====== Data rows

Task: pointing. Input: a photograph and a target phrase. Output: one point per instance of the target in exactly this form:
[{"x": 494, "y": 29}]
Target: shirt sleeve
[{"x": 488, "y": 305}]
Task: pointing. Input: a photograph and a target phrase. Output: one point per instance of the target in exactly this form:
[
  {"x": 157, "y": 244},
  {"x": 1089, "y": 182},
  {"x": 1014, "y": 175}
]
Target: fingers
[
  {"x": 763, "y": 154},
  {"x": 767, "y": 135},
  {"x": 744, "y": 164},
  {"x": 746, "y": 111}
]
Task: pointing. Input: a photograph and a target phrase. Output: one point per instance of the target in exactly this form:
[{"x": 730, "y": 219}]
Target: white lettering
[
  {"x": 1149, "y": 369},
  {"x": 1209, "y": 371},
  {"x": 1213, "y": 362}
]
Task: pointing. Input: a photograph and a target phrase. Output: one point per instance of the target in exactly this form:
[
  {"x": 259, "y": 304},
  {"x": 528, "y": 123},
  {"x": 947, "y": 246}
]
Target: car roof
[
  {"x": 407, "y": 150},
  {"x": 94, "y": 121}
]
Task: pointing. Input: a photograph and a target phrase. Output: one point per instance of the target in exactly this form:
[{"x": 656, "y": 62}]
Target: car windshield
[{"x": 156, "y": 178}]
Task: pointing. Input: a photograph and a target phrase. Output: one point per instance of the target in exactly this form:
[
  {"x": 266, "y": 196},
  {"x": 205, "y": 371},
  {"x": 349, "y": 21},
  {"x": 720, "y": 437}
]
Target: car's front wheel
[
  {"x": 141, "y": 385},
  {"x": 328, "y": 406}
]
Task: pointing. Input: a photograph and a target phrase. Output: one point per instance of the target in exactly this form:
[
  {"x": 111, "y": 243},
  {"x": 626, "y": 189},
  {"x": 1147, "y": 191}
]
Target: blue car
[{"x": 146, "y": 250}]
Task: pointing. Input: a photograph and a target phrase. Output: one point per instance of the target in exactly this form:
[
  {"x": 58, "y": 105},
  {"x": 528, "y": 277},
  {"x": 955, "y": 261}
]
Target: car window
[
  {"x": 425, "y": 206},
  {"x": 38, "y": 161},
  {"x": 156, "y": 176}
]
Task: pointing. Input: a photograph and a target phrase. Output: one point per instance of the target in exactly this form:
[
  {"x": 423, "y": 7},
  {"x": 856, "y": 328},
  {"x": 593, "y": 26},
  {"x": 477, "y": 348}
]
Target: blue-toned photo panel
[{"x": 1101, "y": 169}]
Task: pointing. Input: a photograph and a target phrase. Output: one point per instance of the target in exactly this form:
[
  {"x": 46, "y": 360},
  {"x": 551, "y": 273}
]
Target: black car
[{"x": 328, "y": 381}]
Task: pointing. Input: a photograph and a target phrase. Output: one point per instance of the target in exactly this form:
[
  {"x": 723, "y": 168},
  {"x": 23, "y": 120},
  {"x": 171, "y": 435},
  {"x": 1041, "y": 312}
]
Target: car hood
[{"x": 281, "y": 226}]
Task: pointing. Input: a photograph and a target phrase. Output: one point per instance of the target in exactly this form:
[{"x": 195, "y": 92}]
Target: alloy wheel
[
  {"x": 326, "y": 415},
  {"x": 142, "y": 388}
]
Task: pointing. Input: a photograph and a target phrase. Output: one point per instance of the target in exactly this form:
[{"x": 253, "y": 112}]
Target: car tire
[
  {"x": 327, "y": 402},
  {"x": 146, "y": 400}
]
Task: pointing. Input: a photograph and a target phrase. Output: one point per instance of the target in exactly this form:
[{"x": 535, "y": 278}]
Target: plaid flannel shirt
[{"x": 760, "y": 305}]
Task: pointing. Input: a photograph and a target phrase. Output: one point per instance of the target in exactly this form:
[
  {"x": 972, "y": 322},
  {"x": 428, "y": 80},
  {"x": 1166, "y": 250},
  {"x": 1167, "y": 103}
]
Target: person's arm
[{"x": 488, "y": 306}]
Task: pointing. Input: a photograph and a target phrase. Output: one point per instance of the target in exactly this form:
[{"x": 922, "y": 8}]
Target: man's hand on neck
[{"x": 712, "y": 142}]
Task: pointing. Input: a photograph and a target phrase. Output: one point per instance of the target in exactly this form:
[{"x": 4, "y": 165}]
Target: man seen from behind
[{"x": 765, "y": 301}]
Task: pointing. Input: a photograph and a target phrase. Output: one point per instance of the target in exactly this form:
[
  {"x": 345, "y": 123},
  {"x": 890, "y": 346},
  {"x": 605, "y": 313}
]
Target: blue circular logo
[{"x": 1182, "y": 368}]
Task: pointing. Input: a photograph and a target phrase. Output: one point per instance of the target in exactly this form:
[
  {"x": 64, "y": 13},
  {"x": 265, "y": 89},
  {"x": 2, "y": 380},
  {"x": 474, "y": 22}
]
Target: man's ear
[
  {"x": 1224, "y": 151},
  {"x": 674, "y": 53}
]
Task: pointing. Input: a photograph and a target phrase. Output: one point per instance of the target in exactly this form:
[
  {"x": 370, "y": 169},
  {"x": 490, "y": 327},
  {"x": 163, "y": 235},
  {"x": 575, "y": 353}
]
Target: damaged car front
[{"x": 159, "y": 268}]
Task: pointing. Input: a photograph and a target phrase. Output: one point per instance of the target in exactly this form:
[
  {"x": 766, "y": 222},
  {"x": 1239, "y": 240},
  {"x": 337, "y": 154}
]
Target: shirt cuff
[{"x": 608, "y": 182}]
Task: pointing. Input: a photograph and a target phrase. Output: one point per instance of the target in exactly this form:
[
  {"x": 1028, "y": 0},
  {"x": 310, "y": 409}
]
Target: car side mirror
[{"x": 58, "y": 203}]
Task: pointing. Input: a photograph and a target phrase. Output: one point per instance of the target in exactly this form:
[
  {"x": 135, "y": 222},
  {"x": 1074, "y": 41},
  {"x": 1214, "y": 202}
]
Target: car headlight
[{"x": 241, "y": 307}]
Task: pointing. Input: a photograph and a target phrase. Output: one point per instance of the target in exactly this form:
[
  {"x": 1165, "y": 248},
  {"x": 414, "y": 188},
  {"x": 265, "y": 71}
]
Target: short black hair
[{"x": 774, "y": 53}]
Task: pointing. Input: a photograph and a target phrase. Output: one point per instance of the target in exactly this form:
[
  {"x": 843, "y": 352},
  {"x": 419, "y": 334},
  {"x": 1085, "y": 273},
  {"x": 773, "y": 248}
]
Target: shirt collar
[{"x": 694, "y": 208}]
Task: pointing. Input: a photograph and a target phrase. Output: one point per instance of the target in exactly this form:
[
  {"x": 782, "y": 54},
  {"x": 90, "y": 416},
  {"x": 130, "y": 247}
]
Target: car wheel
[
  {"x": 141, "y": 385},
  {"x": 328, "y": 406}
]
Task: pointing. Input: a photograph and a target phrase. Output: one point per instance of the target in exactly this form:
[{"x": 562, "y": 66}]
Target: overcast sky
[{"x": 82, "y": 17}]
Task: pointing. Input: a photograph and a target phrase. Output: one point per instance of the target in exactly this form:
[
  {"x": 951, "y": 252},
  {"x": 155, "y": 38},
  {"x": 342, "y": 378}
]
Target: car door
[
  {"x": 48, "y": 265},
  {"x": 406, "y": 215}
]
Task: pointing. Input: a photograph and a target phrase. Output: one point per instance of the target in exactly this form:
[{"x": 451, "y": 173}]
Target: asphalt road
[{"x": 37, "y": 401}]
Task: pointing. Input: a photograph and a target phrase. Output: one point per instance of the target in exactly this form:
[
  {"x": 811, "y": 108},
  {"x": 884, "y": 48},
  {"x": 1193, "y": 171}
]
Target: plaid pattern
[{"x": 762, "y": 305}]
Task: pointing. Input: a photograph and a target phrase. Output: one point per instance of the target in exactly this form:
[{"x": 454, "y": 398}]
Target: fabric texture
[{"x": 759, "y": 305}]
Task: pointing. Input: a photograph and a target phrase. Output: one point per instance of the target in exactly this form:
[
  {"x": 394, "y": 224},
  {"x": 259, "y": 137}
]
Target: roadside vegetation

============

*Challenge*:
Collect each line of the material above that contains the word "shirt", and copy those lines in full.

*Exercise answer*:
Target: shirt sleeve
Target: plaid flannel shirt
Target: shirt cuff
Target: shirt collar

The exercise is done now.